Pointing and labeling entries:

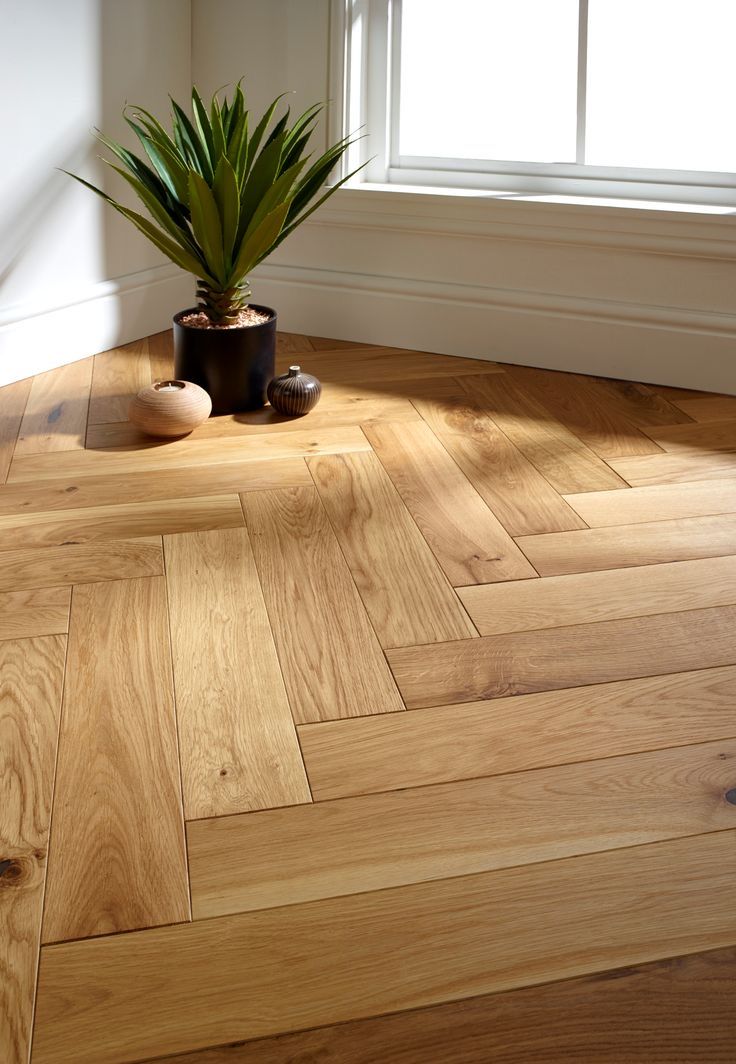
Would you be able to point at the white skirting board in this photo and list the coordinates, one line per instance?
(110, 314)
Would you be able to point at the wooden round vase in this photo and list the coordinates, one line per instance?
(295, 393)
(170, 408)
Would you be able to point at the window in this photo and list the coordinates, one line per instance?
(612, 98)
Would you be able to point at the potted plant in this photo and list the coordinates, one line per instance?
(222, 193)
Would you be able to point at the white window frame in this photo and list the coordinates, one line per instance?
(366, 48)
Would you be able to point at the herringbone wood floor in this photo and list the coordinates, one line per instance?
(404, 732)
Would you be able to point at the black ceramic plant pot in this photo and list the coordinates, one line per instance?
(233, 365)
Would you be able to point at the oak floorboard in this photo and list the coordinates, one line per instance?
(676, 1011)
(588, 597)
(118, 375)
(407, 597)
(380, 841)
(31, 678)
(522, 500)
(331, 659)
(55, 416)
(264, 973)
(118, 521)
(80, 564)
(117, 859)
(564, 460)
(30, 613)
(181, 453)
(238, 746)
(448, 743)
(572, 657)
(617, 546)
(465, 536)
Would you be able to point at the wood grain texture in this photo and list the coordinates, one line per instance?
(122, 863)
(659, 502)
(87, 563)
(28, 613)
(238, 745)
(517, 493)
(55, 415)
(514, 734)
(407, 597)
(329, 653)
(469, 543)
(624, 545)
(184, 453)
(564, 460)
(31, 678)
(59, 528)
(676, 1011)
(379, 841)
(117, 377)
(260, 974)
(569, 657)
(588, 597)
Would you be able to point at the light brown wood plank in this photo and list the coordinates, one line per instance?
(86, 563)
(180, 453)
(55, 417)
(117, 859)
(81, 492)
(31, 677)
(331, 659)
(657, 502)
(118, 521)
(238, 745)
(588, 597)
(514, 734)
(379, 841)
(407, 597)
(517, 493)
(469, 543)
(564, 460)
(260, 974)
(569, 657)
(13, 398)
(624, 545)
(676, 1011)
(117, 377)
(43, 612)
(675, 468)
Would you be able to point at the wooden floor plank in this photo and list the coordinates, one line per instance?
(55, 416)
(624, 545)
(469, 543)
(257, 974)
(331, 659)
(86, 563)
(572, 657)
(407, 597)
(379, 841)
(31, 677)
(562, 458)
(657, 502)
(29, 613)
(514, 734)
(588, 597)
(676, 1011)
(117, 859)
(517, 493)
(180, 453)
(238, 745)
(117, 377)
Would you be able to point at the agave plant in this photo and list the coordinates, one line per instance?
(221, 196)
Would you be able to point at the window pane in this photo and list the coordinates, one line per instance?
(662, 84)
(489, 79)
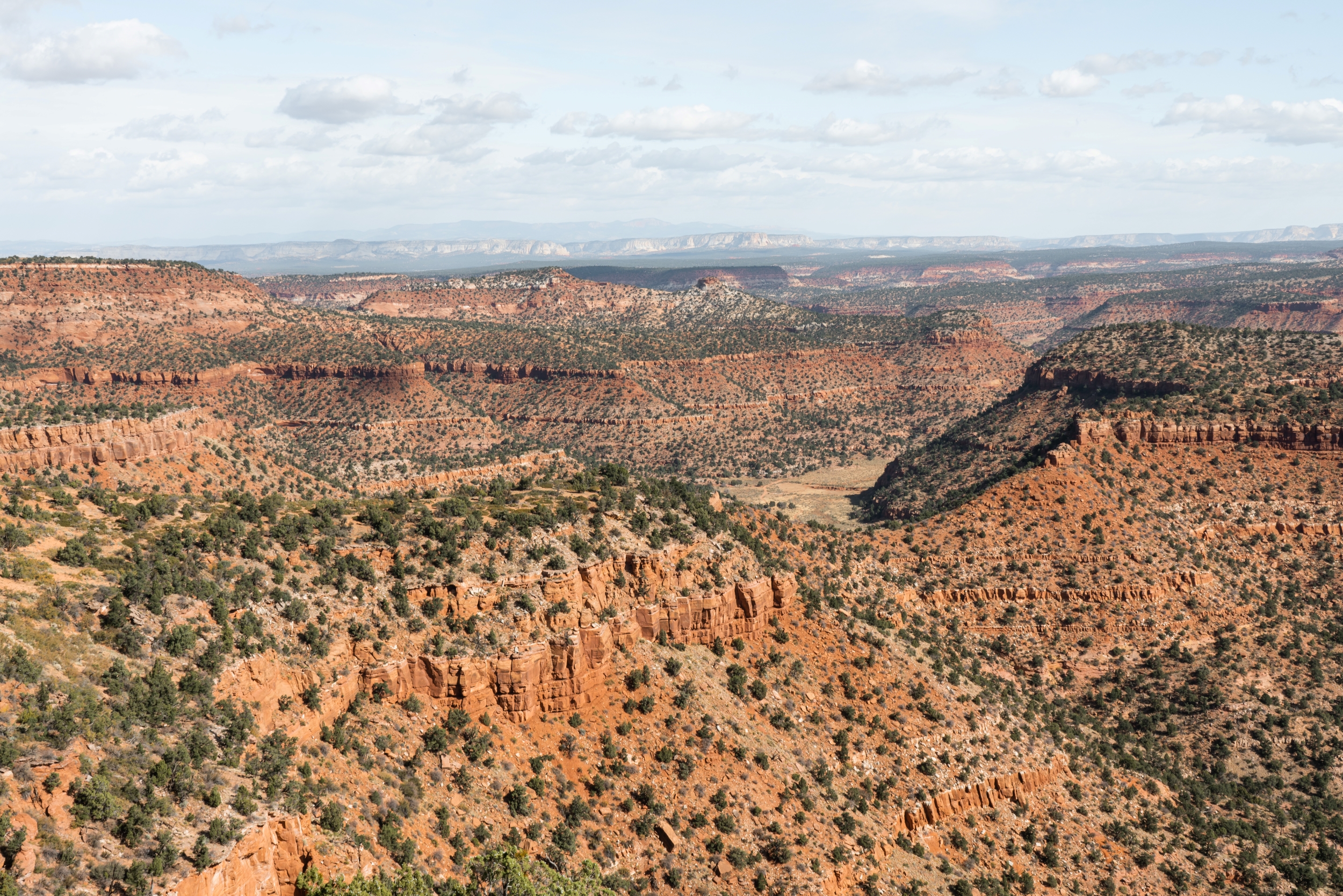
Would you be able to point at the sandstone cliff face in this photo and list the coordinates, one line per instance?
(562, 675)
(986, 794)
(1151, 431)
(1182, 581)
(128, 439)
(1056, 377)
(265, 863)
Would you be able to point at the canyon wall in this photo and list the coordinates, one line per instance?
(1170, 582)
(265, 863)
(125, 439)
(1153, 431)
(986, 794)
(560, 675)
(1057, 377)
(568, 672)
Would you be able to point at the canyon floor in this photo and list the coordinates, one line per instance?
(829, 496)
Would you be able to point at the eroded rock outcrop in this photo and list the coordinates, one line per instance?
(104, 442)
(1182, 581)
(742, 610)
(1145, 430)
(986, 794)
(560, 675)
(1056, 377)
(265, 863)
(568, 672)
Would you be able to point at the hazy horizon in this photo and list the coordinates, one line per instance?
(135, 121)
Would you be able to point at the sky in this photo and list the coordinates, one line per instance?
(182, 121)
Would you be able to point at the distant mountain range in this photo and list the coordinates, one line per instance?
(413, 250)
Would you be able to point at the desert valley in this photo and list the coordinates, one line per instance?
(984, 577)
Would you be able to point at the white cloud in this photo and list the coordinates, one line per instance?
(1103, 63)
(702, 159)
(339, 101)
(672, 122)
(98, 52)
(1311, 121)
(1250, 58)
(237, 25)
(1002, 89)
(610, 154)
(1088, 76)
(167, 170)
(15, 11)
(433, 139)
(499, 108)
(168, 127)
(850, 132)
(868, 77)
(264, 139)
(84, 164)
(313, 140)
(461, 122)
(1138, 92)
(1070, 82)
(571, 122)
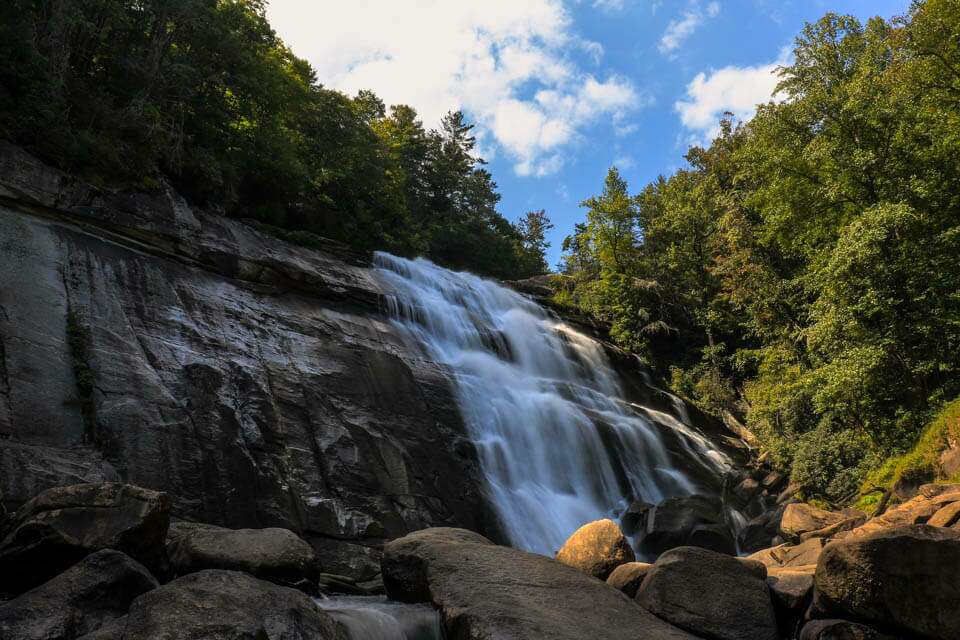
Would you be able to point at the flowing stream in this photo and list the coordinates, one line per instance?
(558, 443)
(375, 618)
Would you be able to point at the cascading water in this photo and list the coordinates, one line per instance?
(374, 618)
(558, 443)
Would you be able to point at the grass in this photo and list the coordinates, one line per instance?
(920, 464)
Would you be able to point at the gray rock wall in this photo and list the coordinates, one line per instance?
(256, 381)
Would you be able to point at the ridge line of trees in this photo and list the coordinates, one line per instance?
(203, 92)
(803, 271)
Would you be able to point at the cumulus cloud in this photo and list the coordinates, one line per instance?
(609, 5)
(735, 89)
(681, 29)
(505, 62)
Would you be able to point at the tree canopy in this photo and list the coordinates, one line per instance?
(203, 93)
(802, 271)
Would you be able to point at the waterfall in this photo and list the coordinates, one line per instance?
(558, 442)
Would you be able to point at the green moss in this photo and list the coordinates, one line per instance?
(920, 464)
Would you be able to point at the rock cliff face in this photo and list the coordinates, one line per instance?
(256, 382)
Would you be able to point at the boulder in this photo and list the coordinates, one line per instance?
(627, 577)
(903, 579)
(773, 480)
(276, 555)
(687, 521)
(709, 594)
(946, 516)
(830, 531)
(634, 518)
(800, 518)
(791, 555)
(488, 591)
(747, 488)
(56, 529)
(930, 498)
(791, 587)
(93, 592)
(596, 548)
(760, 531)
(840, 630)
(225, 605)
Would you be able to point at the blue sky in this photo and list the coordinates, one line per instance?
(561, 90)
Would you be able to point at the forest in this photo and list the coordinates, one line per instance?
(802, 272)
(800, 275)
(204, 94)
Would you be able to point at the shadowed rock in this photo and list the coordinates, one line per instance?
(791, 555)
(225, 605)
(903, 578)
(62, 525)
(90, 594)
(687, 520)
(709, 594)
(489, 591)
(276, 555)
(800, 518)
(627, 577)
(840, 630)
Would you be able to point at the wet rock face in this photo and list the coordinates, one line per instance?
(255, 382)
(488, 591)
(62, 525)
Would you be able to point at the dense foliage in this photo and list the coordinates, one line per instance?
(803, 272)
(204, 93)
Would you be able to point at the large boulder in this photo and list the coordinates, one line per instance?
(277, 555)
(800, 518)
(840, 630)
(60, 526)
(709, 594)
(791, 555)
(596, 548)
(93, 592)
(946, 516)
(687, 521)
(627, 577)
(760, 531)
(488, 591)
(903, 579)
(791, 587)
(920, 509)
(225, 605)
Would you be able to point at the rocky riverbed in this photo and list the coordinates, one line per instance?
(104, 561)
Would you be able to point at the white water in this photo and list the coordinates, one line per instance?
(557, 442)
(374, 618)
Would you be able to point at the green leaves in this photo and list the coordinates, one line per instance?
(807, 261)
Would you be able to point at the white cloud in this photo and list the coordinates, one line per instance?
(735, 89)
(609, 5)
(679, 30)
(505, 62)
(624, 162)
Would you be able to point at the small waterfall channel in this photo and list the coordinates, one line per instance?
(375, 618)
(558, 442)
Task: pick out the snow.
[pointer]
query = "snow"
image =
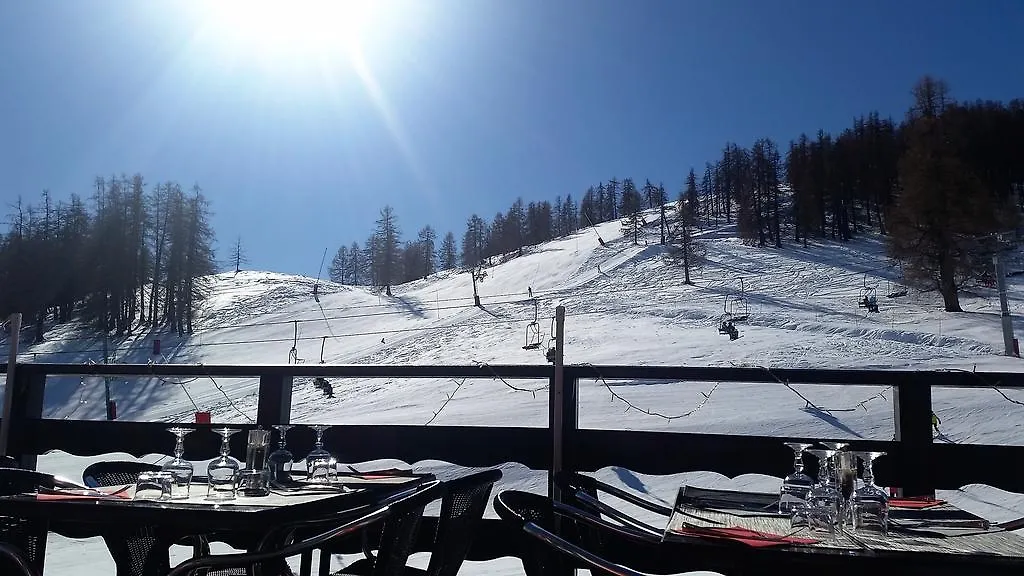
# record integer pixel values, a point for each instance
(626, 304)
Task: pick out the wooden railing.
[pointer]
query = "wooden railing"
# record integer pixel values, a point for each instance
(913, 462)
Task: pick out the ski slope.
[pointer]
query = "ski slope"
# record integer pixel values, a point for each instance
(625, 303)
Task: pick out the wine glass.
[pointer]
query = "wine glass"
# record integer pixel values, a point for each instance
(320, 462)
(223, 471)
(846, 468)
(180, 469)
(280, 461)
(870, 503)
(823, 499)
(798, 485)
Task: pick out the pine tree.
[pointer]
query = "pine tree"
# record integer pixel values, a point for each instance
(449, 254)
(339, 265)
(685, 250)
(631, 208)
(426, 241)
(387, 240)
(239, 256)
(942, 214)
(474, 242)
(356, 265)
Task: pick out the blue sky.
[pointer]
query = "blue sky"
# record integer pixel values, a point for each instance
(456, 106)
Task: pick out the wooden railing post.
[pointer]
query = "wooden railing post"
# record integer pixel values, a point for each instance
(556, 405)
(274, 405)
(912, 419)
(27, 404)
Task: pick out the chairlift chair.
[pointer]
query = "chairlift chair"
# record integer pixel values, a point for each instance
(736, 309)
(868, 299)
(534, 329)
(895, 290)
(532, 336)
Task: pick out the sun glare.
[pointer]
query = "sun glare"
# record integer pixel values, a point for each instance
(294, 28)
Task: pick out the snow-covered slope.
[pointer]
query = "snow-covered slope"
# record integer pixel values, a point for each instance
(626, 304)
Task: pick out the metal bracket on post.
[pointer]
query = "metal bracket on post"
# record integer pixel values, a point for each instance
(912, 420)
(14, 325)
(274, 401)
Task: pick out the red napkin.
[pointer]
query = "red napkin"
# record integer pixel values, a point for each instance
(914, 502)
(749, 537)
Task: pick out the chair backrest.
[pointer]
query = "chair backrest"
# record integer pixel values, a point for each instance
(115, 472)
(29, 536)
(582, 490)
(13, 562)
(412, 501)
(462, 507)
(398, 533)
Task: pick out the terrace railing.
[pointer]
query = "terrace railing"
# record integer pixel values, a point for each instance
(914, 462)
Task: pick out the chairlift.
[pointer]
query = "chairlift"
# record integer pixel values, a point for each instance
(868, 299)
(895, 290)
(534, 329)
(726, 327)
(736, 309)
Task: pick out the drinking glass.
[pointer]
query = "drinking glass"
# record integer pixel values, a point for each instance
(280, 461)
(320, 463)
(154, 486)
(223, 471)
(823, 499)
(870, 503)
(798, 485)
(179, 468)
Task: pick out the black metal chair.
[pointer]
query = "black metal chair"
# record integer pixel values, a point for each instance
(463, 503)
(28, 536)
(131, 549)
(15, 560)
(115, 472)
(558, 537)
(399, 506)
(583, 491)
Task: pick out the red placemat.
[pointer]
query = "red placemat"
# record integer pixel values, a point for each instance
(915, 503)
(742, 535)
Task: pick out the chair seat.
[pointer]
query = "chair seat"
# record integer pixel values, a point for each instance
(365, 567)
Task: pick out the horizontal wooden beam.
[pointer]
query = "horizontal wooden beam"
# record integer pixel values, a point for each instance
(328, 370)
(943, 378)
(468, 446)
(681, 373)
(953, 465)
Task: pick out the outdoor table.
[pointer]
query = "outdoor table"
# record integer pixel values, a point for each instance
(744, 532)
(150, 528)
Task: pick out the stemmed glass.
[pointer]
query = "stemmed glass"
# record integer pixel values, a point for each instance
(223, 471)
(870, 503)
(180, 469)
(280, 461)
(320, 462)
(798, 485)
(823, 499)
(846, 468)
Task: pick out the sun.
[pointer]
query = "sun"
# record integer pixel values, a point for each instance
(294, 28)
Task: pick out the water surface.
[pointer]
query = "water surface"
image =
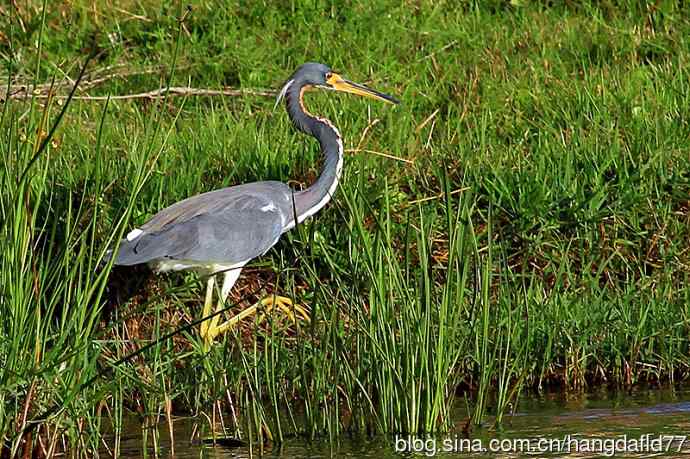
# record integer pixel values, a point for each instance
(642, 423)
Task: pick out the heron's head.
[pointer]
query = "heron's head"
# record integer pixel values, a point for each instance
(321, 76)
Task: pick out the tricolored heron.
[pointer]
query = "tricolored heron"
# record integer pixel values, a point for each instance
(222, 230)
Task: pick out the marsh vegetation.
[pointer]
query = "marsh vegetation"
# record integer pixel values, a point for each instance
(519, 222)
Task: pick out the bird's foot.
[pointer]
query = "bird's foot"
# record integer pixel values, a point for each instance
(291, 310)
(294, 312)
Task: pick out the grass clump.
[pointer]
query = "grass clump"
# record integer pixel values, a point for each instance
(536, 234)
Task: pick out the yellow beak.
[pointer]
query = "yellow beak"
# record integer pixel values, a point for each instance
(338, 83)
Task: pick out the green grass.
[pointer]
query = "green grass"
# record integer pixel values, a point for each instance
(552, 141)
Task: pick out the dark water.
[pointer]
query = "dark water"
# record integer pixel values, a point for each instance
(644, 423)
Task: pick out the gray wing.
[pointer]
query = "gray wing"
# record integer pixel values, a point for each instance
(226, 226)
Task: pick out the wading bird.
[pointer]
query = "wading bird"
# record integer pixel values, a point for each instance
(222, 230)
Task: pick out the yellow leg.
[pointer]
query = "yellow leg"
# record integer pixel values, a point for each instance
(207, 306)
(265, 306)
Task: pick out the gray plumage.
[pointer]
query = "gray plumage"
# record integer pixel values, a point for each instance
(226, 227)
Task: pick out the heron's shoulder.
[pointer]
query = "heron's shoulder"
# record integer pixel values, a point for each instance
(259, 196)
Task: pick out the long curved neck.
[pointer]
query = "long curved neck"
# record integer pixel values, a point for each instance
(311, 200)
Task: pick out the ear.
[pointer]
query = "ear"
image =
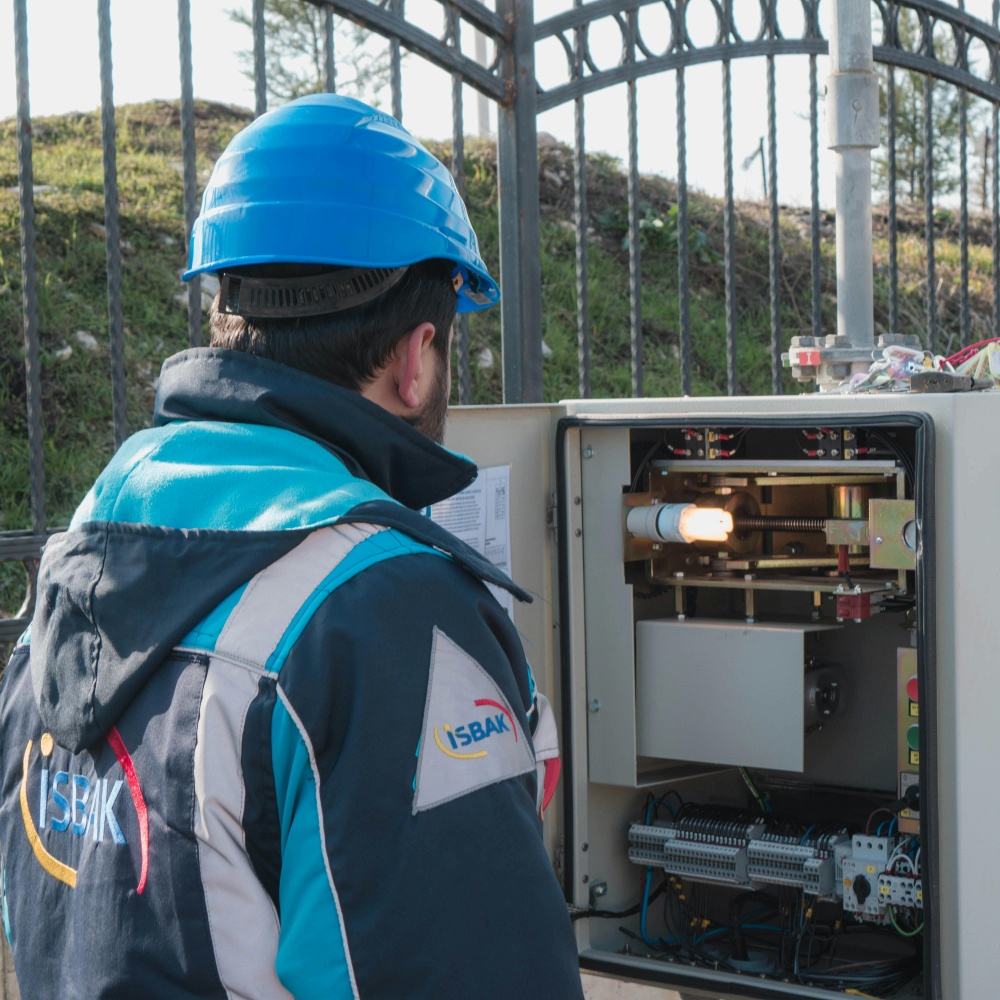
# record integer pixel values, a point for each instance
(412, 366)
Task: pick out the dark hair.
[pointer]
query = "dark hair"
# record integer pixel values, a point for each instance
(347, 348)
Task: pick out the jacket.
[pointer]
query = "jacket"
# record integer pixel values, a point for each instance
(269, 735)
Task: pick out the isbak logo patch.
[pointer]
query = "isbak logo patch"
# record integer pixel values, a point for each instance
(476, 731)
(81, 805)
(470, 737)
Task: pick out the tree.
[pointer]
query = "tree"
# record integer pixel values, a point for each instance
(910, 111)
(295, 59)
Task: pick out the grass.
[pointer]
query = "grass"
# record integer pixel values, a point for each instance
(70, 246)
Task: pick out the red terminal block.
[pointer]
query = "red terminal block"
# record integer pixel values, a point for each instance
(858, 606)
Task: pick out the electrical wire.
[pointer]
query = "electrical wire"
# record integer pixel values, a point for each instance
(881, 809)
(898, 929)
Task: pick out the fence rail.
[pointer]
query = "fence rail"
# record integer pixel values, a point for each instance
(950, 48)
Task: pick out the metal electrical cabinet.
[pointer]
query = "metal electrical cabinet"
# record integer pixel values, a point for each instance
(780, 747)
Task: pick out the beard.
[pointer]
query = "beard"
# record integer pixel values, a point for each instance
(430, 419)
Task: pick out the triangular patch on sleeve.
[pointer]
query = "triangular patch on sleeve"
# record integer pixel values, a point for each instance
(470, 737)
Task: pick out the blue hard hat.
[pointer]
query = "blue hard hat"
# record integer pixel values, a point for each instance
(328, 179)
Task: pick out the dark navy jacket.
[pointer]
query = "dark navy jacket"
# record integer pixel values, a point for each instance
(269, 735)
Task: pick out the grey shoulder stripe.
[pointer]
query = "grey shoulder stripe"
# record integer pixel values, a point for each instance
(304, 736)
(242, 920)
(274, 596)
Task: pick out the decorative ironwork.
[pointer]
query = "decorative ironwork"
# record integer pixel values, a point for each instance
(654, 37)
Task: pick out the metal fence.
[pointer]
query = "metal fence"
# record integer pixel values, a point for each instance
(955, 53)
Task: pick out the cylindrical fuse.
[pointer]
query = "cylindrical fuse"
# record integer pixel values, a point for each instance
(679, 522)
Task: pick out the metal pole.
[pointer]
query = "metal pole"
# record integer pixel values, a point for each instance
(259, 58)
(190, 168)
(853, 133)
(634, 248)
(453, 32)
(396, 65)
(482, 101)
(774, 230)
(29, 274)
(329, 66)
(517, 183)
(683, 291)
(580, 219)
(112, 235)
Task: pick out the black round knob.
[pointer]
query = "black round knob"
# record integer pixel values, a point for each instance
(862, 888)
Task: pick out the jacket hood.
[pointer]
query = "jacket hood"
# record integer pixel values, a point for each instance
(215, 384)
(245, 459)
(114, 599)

Exercise description:
Give back exactly the lines running from the line containing "Task: pick out the cylindrical fuse." through the end of the material above, both included, and nothing beyond them.

Full answer:
Task: pick out the cylindrical fuse.
[pointer]
query = "cylindrical fuse"
# record integer pixel values, a point for each instance
(679, 522)
Task: pick out the metal pole.
[pointer]
query = "metal pole"
# record integer pixel values, a point for each instance
(259, 58)
(190, 168)
(853, 133)
(634, 248)
(453, 32)
(396, 65)
(482, 101)
(774, 230)
(29, 274)
(329, 66)
(517, 183)
(683, 291)
(580, 219)
(112, 235)
Task: pick out the black round knob.
[pointer]
query = "black round knob"
# record integer pixel values, a point for each instance
(862, 888)
Task: pick out the jacket hood.
[pointer]
query = "jacket hood"
# record integer pixel values, a point for each instance
(215, 384)
(245, 459)
(114, 599)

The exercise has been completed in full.